MATERIAL PROVIDED:
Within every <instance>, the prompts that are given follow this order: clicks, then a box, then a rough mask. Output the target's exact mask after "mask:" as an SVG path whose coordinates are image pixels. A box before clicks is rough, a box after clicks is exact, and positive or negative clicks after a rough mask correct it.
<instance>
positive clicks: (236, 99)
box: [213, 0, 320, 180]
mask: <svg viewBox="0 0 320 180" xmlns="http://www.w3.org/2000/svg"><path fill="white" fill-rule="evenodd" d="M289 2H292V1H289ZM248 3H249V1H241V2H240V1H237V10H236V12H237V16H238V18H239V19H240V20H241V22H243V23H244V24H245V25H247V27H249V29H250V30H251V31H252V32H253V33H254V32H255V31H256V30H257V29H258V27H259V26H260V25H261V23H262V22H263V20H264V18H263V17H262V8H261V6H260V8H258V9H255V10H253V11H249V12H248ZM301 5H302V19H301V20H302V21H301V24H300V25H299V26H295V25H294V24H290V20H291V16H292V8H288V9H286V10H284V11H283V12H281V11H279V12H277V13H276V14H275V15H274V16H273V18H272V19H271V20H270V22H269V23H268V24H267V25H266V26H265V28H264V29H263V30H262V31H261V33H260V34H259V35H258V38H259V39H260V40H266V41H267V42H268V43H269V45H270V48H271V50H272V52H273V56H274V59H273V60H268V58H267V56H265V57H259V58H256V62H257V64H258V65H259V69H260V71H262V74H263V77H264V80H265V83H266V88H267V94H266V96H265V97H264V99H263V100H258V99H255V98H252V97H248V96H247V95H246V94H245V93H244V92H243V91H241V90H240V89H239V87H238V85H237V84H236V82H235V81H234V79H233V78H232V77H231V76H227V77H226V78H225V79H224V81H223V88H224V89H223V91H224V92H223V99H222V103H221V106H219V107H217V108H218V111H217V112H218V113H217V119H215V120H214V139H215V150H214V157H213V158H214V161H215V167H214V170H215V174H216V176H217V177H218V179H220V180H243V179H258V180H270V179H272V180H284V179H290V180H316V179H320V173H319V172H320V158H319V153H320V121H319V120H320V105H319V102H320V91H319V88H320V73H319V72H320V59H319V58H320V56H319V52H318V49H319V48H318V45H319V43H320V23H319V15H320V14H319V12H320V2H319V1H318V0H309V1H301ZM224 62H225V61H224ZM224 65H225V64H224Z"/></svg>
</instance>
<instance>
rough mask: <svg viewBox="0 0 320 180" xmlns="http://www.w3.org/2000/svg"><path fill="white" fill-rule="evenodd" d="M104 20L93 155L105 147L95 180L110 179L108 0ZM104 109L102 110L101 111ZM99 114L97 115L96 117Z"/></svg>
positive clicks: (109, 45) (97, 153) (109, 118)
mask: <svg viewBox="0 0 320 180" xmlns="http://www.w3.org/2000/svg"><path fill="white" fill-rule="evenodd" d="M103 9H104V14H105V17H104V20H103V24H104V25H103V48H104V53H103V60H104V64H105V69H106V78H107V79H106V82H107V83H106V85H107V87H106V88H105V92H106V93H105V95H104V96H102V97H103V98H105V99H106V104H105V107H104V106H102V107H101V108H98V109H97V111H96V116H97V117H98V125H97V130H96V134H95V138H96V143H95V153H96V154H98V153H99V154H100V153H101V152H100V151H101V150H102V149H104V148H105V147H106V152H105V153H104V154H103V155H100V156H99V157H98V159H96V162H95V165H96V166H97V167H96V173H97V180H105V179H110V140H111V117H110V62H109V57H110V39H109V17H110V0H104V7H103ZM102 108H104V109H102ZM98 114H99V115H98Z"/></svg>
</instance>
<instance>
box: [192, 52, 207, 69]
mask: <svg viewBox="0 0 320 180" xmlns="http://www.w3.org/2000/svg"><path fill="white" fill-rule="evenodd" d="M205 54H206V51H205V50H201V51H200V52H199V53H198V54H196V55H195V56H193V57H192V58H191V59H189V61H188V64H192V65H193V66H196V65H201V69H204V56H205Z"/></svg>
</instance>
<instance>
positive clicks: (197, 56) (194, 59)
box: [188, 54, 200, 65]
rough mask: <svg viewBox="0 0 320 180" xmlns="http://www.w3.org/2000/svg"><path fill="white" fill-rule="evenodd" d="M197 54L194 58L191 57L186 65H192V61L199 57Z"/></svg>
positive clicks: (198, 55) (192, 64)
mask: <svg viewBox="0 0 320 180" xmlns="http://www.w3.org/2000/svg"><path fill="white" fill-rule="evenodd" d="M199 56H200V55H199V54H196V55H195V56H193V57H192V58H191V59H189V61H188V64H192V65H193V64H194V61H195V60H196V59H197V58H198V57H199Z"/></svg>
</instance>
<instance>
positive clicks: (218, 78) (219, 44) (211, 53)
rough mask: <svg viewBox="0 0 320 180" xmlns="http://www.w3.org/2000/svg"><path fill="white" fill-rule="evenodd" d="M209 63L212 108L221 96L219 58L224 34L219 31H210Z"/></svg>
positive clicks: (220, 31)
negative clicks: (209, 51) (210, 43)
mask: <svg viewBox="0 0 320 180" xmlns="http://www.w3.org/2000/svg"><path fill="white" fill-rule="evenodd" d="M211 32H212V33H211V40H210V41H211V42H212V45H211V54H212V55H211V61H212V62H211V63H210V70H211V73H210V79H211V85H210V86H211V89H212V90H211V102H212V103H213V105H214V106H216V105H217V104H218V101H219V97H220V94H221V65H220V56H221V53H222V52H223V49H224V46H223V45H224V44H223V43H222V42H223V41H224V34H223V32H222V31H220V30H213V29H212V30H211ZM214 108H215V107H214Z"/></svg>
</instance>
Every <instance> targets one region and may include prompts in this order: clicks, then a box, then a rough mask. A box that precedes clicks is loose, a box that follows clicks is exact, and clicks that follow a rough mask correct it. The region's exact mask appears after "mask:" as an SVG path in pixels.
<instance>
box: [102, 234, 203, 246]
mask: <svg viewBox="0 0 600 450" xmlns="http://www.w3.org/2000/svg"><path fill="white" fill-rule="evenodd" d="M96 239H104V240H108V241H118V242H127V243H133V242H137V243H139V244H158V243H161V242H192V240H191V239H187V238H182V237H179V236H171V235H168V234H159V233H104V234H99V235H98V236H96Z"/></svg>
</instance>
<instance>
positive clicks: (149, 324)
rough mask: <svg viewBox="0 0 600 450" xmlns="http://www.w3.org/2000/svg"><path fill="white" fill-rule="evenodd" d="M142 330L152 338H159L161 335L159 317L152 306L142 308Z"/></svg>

WHAT YOU ARE ASKED TO DO: Line by line, please reproduce the records exactly.

ANSWER TO THIS PROBLEM:
Within every <instance>, the prompts that are given follow this order: clicks, then a box, then a rough mask. Output the target's exact mask after "mask:" as an SVG path whose coordinates are image pixels. A box before clicks is rough, a box after clicks is exact, and positive or negative clicks after a rough mask correct it.
<instance>
positive clicks: (236, 99)
box: [213, 0, 320, 180]
mask: <svg viewBox="0 0 320 180" xmlns="http://www.w3.org/2000/svg"><path fill="white" fill-rule="evenodd" d="M289 2H292V1H289ZM248 3H249V1H241V2H240V1H237V10H236V12H237V16H238V18H239V19H240V20H241V22H243V23H244V24H245V25H247V27H249V29H250V30H251V31H252V32H253V33H254V32H255V31H256V30H257V29H258V27H259V26H260V25H261V23H262V22H263V20H264V18H263V17H262V8H261V6H260V8H258V9H255V10H253V11H249V12H248ZM301 5H302V19H301V20H302V21H301V24H300V25H299V26H295V25H294V24H290V20H291V16H292V8H288V9H286V10H284V11H283V12H281V11H279V12H277V13H276V14H275V15H274V16H273V18H272V19H271V20H270V22H269V23H268V24H267V25H266V26H265V28H264V29H263V30H262V31H261V33H260V34H259V35H258V38H259V39H260V40H266V41H267V42H268V43H269V45H270V48H271V50H272V52H273V56H274V59H273V60H268V58H267V56H265V57H259V58H256V62H257V64H258V65H259V69H260V71H262V74H263V77H264V80H265V83H266V88H267V94H266V96H265V97H264V99H263V100H258V99H255V98H252V97H248V96H247V95H246V94H245V93H244V92H243V91H241V90H240V89H239V87H238V85H237V84H236V82H235V81H234V79H233V78H232V77H231V76H227V77H226V78H225V79H224V81H223V88H224V89H223V91H224V92H223V99H222V103H221V106H219V107H217V108H218V111H217V112H218V113H217V119H215V120H214V139H215V150H214V157H213V158H214V161H215V167H214V170H215V174H216V176H217V177H218V179H220V180H243V179H258V180H270V179H272V180H284V179H290V180H316V179H320V173H319V172H320V158H319V153H320V121H319V120H320V105H319V102H320V91H319V88H320V73H319V72H320V59H319V58H320V56H319V52H318V49H319V48H318V45H319V43H320V23H319V15H320V14H319V12H320V2H319V1H318V0H309V1H301ZM224 62H225V61H224ZM224 65H225V64H224Z"/></svg>
</instance>
<instance>
rough mask: <svg viewBox="0 0 320 180" xmlns="http://www.w3.org/2000/svg"><path fill="white" fill-rule="evenodd" d="M104 20L93 155L105 147L95 180L110 179L108 0ZM104 109L102 110L101 111ZM99 114L97 115L96 117Z"/></svg>
positive clicks: (109, 45) (97, 153) (109, 118)
mask: <svg viewBox="0 0 320 180" xmlns="http://www.w3.org/2000/svg"><path fill="white" fill-rule="evenodd" d="M103 9H104V14H105V17H104V20H103V24H104V25H103V48H104V53H103V60H104V64H105V69H106V78H107V79H106V82H107V83H106V85H107V87H106V88H105V92H106V93H105V95H104V96H102V97H103V98H105V99H106V104H105V107H104V106H102V107H101V108H98V109H97V111H96V116H97V117H98V125H97V130H96V134H95V138H96V143H95V153H96V154H98V153H99V154H100V153H101V152H100V151H101V150H102V149H104V148H105V147H106V152H105V153H104V154H103V155H100V156H99V157H98V159H96V162H95V165H96V166H97V167H96V173H97V180H105V179H110V140H111V117H110V62H109V57H110V39H109V17H110V0H104V7H103ZM102 108H104V109H102ZM98 114H99V115H98Z"/></svg>
</instance>
<instance>
box: [192, 52, 207, 69]
mask: <svg viewBox="0 0 320 180" xmlns="http://www.w3.org/2000/svg"><path fill="white" fill-rule="evenodd" d="M205 54H206V51H205V50H201V51H200V52H199V53H198V54H196V55H195V56H193V57H192V58H191V59H189V61H188V64H192V65H193V66H196V65H201V69H204V56H205Z"/></svg>
</instance>
<instance>
positive clicks: (197, 56) (194, 59)
box: [188, 54, 200, 65]
rough mask: <svg viewBox="0 0 320 180" xmlns="http://www.w3.org/2000/svg"><path fill="white" fill-rule="evenodd" d="M197 54L194 58L191 57L186 65H192V61L199 57Z"/></svg>
positive clicks: (198, 55) (192, 64)
mask: <svg viewBox="0 0 320 180" xmlns="http://www.w3.org/2000/svg"><path fill="white" fill-rule="evenodd" d="M199 56H200V55H199V54H196V55H195V56H193V57H192V58H191V59H189V61H188V64H192V65H193V64H194V61H195V60H196V59H197V58H198V57H199Z"/></svg>
</instance>
<instance>
positive clicks: (218, 78) (219, 44) (211, 53)
rough mask: <svg viewBox="0 0 320 180" xmlns="http://www.w3.org/2000/svg"><path fill="white" fill-rule="evenodd" d="M209 63L212 108L221 96L219 58L224 34L219 31H210Z"/></svg>
positive clicks: (220, 31)
negative clicks: (209, 51) (210, 43)
mask: <svg viewBox="0 0 320 180" xmlns="http://www.w3.org/2000/svg"><path fill="white" fill-rule="evenodd" d="M211 32H212V33H211V40H210V41H211V42H212V45H211V54H212V55H211V61H212V62H211V63H210V70H211V73H210V79H211V85H210V86H211V89H212V90H211V102H212V103H213V105H214V106H216V105H217V104H218V101H219V97H220V94H221V65H220V56H221V53H222V52H223V49H224V46H223V45H224V44H223V43H222V42H223V41H224V34H223V32H222V31H220V30H213V29H212V30H211ZM214 108H215V107H214Z"/></svg>
</instance>
Every <instance> targets one region and may include prompts in this order: clicks, then a box, then a rough mask. A box that precedes clicks is loose, a box that follows clicks is exact, and clicks that follow a rough mask correct it. The region's exact mask appears after "mask:" as an SVG path in pixels.
<instance>
box: [102, 234, 203, 246]
mask: <svg viewBox="0 0 600 450" xmlns="http://www.w3.org/2000/svg"><path fill="white" fill-rule="evenodd" d="M96 239H104V240H108V241H118V242H127V243H133V242H137V243H139V244H158V243H161V242H192V240H191V239H187V238H182V237H179V236H171V235H168V234H159V233H104V234H99V235H98V236H96Z"/></svg>
</instance>
<instance>
positive clicks: (149, 324)
rough mask: <svg viewBox="0 0 600 450" xmlns="http://www.w3.org/2000/svg"><path fill="white" fill-rule="evenodd" d="M142 330L152 338H159L161 335L159 317L152 306L142 308Z"/></svg>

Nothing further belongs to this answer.